- ACTIVITY
Look through the material below. Copy each line that contains the string "segment".

[[ AVAILABLE RECORDS open ]]

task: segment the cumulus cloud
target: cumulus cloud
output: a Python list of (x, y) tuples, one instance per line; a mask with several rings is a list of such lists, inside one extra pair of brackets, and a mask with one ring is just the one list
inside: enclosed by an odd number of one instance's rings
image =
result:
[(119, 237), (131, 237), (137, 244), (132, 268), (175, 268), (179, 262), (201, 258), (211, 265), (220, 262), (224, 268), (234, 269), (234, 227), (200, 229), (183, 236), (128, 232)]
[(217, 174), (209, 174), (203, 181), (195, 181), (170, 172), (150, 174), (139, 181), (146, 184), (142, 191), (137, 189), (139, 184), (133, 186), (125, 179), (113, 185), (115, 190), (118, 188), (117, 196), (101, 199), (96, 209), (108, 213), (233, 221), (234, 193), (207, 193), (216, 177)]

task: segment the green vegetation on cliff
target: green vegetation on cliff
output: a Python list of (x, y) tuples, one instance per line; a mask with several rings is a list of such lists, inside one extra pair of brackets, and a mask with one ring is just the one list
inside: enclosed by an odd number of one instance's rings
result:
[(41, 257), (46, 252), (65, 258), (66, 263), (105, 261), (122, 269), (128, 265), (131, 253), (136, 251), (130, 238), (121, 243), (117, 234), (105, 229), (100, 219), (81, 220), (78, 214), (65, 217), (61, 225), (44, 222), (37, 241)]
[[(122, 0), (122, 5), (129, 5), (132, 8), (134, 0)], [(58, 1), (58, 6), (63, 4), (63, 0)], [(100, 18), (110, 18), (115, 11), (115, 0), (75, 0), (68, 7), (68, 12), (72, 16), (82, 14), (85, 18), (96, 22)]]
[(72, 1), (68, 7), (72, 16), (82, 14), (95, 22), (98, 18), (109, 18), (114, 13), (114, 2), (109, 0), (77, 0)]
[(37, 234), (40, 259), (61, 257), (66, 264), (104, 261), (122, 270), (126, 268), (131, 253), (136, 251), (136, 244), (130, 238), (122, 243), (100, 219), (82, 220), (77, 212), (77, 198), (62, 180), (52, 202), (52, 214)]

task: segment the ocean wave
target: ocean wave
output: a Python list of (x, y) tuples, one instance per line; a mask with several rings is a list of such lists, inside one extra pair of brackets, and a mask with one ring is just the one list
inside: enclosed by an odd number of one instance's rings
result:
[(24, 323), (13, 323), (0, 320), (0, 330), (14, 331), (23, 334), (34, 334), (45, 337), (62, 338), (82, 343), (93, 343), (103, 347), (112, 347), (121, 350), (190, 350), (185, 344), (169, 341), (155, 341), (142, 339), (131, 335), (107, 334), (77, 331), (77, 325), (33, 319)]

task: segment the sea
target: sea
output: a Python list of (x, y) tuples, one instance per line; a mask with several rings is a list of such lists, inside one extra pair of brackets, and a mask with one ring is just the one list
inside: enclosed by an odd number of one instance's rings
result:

[[ AVAILABLE RECORDS closed ]]

- WRITTEN SOLUTION
task: segment the cumulus cloud
task: segment the green vegetation on cliff
task: segment the ocean wave
task: segment the sea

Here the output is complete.